What you should do | List each line in the material below that contains the word "paraglider", copying every such line in full.

╭─ Information shown

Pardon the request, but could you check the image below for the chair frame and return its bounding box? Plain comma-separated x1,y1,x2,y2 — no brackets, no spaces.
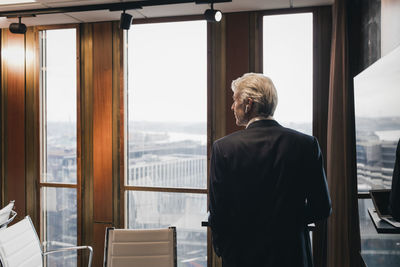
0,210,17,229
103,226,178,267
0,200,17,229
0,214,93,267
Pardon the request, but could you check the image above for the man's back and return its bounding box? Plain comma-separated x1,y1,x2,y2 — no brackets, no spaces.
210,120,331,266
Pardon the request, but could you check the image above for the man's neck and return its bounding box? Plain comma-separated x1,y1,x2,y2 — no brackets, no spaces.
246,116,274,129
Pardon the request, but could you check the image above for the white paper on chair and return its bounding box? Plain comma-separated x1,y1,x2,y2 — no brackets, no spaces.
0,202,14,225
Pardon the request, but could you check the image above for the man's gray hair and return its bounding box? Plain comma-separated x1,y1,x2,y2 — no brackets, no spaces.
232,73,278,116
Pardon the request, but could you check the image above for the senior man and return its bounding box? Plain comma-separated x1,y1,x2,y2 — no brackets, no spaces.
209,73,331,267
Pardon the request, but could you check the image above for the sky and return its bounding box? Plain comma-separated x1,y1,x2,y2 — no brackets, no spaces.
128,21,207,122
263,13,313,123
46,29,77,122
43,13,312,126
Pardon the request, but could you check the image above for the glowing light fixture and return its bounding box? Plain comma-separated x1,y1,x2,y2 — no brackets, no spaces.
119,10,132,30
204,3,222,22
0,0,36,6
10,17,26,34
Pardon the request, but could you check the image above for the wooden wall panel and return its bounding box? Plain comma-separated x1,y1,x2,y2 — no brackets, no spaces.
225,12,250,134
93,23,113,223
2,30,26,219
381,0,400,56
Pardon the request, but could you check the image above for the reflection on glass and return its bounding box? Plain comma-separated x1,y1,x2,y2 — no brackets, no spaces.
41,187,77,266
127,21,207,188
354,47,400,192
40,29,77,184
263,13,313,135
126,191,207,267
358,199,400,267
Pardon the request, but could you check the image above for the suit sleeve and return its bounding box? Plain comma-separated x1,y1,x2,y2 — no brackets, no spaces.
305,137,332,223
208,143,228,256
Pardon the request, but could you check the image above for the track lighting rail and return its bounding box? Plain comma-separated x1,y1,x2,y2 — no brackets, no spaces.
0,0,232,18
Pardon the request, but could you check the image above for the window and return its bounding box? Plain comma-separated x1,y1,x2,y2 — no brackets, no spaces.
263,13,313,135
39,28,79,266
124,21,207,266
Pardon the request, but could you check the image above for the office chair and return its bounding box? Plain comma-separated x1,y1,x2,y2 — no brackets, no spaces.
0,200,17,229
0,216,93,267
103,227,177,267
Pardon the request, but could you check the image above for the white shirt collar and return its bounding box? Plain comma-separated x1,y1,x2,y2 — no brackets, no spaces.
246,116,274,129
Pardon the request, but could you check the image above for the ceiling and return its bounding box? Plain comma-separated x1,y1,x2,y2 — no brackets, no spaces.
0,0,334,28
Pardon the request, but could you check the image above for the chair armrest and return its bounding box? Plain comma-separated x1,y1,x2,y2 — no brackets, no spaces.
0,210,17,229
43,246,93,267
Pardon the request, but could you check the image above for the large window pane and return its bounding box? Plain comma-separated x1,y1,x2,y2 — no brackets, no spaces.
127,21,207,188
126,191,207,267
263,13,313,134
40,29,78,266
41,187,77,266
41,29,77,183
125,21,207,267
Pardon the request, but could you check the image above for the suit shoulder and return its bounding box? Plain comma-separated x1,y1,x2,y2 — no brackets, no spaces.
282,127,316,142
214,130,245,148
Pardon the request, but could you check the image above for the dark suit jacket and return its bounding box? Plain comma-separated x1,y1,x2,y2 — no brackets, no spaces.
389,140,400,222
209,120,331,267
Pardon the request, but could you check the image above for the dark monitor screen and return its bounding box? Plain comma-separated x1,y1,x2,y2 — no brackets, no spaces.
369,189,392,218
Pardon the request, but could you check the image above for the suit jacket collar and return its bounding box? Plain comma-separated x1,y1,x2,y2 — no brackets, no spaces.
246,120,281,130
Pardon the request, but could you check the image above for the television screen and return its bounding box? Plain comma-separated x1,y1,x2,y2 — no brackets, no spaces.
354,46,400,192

╰─
╭─ Information shown

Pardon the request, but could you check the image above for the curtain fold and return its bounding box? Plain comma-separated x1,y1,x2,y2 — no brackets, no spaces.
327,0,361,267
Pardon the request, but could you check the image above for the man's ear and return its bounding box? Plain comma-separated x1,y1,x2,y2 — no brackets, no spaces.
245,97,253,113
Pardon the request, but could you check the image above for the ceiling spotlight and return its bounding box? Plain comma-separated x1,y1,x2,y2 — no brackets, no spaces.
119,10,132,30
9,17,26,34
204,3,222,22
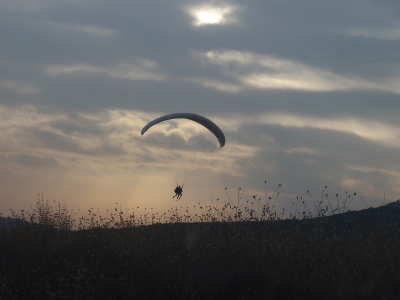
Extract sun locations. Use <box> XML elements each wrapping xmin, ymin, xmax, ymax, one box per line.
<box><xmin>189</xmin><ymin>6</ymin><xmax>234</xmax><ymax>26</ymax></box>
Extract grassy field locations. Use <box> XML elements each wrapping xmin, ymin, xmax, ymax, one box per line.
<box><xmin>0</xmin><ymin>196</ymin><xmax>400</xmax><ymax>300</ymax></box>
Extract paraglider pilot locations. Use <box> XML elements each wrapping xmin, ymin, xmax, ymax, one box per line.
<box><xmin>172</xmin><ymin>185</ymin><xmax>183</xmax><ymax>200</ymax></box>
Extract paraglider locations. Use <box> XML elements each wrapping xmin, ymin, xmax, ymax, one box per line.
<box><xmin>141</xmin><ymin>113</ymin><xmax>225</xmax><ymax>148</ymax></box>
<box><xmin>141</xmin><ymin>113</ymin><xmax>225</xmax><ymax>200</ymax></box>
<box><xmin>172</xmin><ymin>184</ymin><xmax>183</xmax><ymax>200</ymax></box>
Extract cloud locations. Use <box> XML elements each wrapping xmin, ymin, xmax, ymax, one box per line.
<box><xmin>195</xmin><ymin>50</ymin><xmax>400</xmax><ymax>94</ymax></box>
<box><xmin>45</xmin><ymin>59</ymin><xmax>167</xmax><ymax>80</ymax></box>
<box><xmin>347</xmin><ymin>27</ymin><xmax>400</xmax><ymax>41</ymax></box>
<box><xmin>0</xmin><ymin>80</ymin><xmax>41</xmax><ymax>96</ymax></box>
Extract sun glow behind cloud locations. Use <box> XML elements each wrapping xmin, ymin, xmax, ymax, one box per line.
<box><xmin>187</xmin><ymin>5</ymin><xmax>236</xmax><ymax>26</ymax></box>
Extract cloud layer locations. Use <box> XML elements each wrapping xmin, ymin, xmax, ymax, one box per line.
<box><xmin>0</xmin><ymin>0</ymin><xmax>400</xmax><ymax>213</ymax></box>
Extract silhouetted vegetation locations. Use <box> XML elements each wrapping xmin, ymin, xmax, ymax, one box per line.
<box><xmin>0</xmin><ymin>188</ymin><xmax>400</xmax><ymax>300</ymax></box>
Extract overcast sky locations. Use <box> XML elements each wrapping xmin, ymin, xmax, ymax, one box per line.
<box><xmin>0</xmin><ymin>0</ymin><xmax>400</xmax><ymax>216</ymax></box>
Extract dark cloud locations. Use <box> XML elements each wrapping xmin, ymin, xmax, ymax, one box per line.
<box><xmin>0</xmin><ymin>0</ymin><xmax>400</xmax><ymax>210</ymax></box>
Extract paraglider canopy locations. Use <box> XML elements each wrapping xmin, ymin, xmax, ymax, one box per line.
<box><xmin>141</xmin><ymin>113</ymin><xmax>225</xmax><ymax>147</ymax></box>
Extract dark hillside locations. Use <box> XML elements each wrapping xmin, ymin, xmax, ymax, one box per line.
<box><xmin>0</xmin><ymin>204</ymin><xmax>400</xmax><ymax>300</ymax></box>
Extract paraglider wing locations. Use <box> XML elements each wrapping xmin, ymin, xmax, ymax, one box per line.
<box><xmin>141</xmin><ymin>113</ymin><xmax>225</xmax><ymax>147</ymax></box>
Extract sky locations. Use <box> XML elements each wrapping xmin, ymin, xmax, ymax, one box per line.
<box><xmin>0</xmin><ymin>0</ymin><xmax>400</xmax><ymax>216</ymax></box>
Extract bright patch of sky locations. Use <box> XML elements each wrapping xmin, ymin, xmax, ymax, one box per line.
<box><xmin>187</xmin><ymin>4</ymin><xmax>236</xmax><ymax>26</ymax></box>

╰─

Solution to this task |
Extract paraglider pilot locations. Use <box> XML elements each wrapping xmin, ymin, xmax, ymax, one box per line.
Extract paraglider locations. Use <box> XML elements each wrapping xmin, ymin, xmax, ymax, one box per line.
Extract paraglider canopy locations. Use <box> XML elements each wrapping xmin, ymin, xmax, ymax, one box per line.
Extract paraglider wing locations. Use <box> XML elements each wrapping xmin, ymin, xmax, ymax, one box per line.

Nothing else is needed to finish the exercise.